━━━ Halaman ━━━

Berbicara mengenai Islam Wasathiyyah, akhir-akhir ini menjadi suatu topik yang menarik untuk dibahas lebih jauh lagi. Pasalnya, kehidupan keagamaan saat ini menghadapi perubahan dan tantangan yang cukup besar, termasuk dalam hal pengadopsian ajaran-ajaran agama yang terkadang mengalami perbedaan sudut pandang. Sehingga setiap orang lebih memilih berpegang teguh kepada apa yang dianggapnya benar.
Menurut buku “Islam Wasathiyyah” karya Mohamad Iwan Fitriani dan Nazar Naamy, al-Qardawy dalam kitabnya al-Khashaish fil Islam mengungkapkan bahwa Wasathiyyah berarti keseimbangan (attawazunu), yakni posisi di tengah-tengah dan adil antara dua hal yang berhadap-hadapan atau dua hal yang bertentangan. Dua contoh yang berhadap-hadapan atau bertentangan ini bisa berupa individu dan kolektif, fakta dan perumpamaan, tetap dan berubah dan semacamnya.
Selain al-Qardawy yang vokal dalam mendefinisikan konsep Wasathiyyah, terdapat juga salah satu tokoh yang cukup kontributif dalam kajian Islam Wasatiyyah yakni Mohamad Hasyim Kamali. Ia mengatakan bahwa moderasi, atau Wasathiyyah sangat selaras dengan keadilan, dan itu berarti memilih posisi tengah antara ekstremitas. Moderasi sering digunakan secara bergantian dengan rata-rata, inti, standar, jantung, dan tidak berpihak. Kebalikan dari Wasatiyyah ini adalah tatharruf, yang menunjukkan kecenderungan ke arah pinggiran dan dikenal sebagai ekstremisme, radikalisme ataupun berlebihan.

━━━ Data Ditampilkan ━━━

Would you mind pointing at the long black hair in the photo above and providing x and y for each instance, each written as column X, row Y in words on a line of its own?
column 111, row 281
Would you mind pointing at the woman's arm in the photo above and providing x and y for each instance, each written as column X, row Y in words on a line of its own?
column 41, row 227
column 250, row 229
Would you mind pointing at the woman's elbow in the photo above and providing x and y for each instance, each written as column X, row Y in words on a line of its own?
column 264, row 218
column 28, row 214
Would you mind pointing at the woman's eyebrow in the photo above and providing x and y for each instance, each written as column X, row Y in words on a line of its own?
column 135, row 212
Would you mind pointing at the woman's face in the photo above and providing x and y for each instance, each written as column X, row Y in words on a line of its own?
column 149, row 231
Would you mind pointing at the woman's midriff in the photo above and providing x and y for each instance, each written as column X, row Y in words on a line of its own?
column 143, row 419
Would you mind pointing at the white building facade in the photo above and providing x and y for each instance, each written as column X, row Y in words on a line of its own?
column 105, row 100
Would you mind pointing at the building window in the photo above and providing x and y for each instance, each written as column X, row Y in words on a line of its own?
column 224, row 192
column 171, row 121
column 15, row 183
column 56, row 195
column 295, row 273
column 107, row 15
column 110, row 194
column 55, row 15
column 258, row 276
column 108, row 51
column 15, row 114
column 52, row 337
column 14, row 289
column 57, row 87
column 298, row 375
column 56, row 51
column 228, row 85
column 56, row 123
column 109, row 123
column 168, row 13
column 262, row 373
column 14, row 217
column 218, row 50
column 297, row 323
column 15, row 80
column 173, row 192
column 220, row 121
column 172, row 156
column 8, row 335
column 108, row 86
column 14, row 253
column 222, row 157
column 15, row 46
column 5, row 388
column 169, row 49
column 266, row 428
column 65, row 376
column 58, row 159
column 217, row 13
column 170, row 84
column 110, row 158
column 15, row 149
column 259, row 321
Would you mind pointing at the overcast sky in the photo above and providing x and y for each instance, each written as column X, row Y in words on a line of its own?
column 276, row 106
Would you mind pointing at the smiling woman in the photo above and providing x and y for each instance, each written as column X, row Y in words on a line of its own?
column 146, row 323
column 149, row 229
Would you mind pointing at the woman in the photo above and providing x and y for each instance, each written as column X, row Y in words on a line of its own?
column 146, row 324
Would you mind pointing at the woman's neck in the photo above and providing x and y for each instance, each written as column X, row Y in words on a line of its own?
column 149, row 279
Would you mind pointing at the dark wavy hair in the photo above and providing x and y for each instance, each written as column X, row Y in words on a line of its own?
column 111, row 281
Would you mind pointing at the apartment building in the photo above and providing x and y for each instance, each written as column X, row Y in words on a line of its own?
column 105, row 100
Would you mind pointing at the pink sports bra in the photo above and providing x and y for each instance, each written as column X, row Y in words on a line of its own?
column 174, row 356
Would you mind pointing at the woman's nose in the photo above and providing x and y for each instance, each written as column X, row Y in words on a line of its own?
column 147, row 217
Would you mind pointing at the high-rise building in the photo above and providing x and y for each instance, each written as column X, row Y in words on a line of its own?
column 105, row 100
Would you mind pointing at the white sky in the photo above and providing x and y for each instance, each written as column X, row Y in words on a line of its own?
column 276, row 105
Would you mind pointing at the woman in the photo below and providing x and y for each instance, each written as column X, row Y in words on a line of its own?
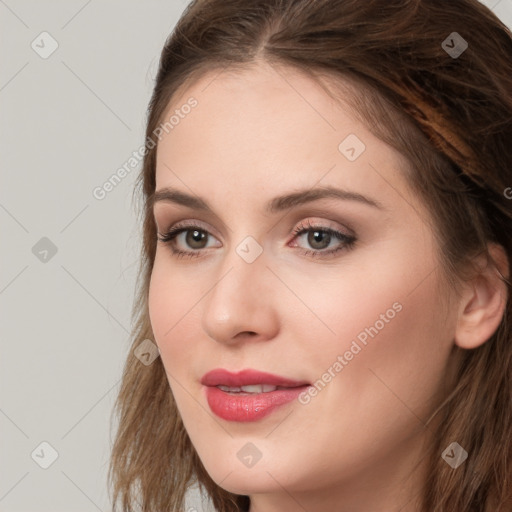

━━━

**Latihan A**
Apakah pernyataan (i), (ii), dan (iii) berikut sesuai dengan teks tentang Islam Wasathiyyah? Jawab ya atau tidak untuk masing-masing, disertai kutipan persis dari teks yang menjadi penentunya. (i) Menurut al-Qardawy, Wasathiyyah berarti keseimbangan. (ii) Buku "Islam Wasathiyyah" ditulis oleh Mohamad Hasyim Kamali. (iii) Kebalikan dari Wasathiyyah disebut tatharruf.
**Latihan B**
Teruskan teks tentang Islam Wasathiyyah mulai dari kalimat terakhirnya.

**Jawaban Tertulis A**
(i) Ya: "Wasathiyyah berarti keseimbangan (attawazunu)".
(ii) Tidak: "buku “Islam Wasathiyyah” karya Mohamad Iwan Fitriani dan Nazar Naamy".
(iii) Ya: "Kebalikan dari Wasatiyyah ini adalah tatharruf".

**Jawaban Tertulis B**
Hal ini berarti, Wasathiyyah pada intinya dikaitkan dengan kata moderat yang berarti di tengah-tengah. Selain itu, hal ini juga senada yang disampaikan oleh Quraish Shihab yang mengemukakan bahwa kata Wasathan diartikan dengan pertengahan, moderat dan teladan, hal ini juga sesuai dengan posisi Ka’bah yang berada di pertengahan. Sehingga dari pandangan Quraish Shihab ini, tampak bahwa konsep Wasathiyyah adalah sebuah pandangan atau sikap dalam memahami suatu kondisi dan bersikap karnanya. “Berani itu baik, dia di tengah antara sifat penakut dan ceroboh, kedermawanan itu baik, dia berada di tengah antara kekikiran dan keborosan.” Begitulah pandangan yang disampaikan oleh Quraish Shihab.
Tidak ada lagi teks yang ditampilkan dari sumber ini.